◆ **Estratto del documento**:
**********

In pochi anni è riuscito a dar vita ad una rete nazionale di associazioni di promozione sociale puntando sul volontariato intergenerazionale. Ci racconta questa esperienza?

«Quando si parla di reti associative il merito non è mai di uno. Ad avere l’occhio lungo è stato don Pasquale Langella, che ha capito prima degli altri che la promozione sociale in forma associativa era un grande strumento di protagonismo del laicato, di liberazione amministrativa per la Chiesa, di realizzazione di patti educativi con le agenzie territoriali. La presenza transgenerazionale di ragazzi, giovani, adulti e anziani è il tesoro più prezioso che l’associazione mette in disponibilità dei ragazzi dei nostri oratori. Sicuramente c’è una responsabilità condivisa, per cui è anche più bello portare un peso perché con un NOI grande il peso diventa leggero. Lì dove c’è un disagio economico-sociale più grande forse il peso è maggiore, ma l’occhio della tenerezza e la generosità della restituzione ripagano di ogni fatica».

Alla responsabilità non si sfugge perché non è una cosa che si può assumere a discrezione. Come vivono i giovani il peso della responsabilità?

«Dopo il Covid ci siamo accorti che questo è un punto sensibile sul quale lavorare. Mentre prima, alla proposta di volontariato – soprattutto ai più poveri – c’era una disponibilità immediata anche da parte di chi non è credente, oggi si fa più fatica a trovare questa disponibilità. Il giovane stima questo mondo ma non vuole accogliere la responsabilità di un tempo da dedicare agli altri. Lo si può vedere dalla decrescita della domanda di servizio civile, che rappresenta un ottimo parametro di una realtà più ampia. Chi invece accoglie la responsabilità, lo fa con un entusiasmo più grande rispetto a quando questo dato era scontato».

**********

◆ **Contenuto dei record**:
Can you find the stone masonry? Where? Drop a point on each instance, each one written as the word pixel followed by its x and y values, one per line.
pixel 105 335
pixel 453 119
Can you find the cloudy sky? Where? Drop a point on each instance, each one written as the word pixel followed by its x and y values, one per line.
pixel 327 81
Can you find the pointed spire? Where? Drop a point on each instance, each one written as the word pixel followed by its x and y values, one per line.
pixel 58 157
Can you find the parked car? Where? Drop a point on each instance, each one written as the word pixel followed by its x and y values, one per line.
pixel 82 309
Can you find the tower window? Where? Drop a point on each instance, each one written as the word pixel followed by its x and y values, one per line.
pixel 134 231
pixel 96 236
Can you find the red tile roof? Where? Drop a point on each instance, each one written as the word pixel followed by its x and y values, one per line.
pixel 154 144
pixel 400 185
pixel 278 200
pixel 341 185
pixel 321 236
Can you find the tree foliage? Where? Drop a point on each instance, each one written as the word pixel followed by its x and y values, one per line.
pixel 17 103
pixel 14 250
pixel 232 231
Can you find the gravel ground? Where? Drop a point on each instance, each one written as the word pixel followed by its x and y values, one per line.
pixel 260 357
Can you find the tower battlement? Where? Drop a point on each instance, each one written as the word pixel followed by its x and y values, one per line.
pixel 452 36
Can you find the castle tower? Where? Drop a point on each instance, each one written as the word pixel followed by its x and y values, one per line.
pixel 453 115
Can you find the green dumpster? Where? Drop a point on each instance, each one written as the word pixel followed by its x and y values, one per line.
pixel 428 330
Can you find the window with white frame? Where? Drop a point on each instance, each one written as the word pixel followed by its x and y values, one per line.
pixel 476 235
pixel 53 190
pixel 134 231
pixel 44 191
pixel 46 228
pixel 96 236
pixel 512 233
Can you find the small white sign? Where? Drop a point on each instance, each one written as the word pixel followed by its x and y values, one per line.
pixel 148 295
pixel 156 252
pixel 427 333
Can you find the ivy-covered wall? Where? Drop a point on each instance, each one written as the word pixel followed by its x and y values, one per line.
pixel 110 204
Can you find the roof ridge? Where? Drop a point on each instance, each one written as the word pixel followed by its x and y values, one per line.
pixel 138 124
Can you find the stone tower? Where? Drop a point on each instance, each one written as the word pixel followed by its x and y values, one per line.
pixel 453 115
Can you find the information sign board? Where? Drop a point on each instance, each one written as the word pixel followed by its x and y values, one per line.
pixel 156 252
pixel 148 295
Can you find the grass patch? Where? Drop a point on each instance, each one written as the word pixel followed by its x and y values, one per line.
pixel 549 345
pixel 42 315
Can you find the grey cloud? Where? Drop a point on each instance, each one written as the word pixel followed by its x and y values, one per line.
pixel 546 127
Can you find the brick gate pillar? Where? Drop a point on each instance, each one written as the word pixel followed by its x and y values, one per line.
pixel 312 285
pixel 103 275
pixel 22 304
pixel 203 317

**********

◆ **Consegna 1**:
Traduci in inglese questa frase dell'estratto: «Dopo il Covid ci siamo accorti che questo è un punto sensibile sul quale lavorare.»
◆ **Consegna 2**:
Nell'estratto, che cosa viene presentato come ottimo parametro di una realtà più ampia?
◆ **Consegna 3**:
Ricopia dall'estratto il passo che va da "In pochi anni" fino a "racconta questa esperienza?".
Per svolgere gli esercizi non occorre consultare i record.

◆ **Risposta 1**:
After Covid we realized that this is a sensitive point to work on.

◆ **Risposta 2**:
La decrescita della domanda di servizio civile.

◆ **Risposta 3**:
In pochi anni è riuscito a dar vita ad una rete nazionale di associazioni di promozione sociale puntando sul volontariato intergenerazionale. Ci racconta questa esperienza?